> _Exercise aim_: Gather every line from the entries below that contains the string "boulder", and copy each one out.

Object position labeling entries
==========

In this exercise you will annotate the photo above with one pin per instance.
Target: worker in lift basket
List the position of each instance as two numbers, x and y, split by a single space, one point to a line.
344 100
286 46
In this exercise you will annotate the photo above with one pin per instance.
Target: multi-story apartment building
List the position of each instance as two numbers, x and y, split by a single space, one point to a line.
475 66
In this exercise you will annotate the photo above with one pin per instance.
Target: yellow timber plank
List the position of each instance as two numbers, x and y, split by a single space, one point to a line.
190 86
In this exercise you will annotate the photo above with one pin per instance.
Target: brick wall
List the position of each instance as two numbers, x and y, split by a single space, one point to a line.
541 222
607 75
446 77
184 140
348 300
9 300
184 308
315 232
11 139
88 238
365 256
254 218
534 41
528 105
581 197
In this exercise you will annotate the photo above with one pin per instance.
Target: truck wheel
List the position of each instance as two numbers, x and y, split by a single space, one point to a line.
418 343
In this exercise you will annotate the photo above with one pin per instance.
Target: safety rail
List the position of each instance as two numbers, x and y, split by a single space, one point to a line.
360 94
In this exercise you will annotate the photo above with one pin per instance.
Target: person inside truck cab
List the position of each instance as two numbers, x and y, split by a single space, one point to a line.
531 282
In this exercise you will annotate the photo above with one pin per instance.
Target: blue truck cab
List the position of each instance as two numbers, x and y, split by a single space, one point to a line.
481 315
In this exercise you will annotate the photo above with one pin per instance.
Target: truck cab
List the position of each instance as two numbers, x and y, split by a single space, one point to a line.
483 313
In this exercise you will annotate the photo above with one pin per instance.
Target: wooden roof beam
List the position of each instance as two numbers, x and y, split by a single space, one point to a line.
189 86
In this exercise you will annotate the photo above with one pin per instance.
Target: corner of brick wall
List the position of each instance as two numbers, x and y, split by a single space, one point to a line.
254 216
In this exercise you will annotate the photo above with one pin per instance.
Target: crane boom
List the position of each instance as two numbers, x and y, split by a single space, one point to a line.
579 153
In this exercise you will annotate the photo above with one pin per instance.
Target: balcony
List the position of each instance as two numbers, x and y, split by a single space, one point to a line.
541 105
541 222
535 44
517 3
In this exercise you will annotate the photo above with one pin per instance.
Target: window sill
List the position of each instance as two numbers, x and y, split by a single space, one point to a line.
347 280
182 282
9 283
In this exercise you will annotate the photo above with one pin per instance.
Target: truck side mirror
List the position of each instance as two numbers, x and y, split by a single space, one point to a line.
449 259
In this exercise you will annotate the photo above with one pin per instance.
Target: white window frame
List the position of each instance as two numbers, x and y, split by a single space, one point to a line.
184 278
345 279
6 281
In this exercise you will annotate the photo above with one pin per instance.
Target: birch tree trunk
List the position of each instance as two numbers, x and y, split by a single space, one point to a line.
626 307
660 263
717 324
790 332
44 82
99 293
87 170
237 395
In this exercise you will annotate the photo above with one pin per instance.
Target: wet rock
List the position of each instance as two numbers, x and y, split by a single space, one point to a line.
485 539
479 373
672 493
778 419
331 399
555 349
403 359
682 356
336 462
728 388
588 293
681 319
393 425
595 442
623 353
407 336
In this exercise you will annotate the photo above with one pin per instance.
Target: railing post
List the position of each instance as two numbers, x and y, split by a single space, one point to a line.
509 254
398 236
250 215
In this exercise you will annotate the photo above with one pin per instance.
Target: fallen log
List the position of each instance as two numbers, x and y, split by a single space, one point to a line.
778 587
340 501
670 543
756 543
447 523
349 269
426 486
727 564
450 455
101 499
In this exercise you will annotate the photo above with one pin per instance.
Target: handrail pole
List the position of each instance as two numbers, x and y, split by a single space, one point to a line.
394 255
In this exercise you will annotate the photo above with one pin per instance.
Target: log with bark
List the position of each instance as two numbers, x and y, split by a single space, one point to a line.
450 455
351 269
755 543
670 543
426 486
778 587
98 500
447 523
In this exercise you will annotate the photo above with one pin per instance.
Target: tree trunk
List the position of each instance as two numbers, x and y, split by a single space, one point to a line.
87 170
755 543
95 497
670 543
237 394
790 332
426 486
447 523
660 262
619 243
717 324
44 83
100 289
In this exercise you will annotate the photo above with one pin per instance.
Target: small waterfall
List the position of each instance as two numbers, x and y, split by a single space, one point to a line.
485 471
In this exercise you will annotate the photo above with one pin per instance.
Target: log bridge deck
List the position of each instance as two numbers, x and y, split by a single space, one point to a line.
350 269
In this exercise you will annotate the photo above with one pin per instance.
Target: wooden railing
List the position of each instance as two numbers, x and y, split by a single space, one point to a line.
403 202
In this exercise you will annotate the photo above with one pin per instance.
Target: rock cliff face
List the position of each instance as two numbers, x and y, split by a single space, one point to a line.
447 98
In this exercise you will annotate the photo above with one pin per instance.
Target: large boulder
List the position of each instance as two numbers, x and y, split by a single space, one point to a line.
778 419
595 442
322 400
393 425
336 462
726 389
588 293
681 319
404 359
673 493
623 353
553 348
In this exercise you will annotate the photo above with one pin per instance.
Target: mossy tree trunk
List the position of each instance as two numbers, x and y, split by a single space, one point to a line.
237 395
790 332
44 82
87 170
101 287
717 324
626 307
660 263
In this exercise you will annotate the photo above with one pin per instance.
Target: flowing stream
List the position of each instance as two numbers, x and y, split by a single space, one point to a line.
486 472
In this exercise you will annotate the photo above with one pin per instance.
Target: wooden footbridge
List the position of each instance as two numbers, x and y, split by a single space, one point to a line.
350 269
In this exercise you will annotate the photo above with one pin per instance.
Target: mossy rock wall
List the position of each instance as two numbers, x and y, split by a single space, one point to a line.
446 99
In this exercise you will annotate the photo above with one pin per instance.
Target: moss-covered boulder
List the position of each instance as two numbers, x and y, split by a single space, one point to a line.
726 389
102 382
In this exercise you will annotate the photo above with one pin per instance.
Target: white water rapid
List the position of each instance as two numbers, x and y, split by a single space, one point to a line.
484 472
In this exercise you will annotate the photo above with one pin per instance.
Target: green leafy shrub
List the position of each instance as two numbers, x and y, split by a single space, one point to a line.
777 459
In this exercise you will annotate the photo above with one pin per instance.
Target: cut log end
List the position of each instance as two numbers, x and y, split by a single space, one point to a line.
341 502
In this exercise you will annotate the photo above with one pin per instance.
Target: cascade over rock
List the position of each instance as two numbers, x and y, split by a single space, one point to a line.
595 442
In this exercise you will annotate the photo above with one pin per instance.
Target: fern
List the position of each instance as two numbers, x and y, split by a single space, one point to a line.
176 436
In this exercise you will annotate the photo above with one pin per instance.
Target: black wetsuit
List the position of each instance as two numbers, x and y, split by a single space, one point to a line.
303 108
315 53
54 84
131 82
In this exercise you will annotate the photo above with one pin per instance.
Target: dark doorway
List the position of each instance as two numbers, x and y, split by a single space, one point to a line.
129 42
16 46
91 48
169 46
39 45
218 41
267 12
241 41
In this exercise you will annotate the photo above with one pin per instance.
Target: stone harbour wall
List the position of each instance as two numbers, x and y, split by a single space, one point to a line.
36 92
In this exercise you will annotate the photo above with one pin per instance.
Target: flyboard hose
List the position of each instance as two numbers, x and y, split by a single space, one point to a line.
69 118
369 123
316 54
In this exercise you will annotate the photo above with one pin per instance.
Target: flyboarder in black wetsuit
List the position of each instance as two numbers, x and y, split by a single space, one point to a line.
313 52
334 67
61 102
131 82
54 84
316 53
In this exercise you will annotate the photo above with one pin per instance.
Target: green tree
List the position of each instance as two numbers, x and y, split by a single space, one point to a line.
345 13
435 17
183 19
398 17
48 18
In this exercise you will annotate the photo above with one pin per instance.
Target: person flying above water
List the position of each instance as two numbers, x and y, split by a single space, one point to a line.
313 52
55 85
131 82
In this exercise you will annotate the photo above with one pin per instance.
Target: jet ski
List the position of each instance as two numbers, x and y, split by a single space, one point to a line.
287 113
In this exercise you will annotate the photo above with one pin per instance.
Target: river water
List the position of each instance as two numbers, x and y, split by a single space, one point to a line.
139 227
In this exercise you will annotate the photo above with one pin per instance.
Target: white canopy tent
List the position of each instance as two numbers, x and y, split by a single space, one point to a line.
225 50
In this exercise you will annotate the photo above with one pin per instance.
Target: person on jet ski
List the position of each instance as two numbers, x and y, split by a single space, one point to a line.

==========

> _Written answer_:
Target: large boulder
Target: moss-covered boulder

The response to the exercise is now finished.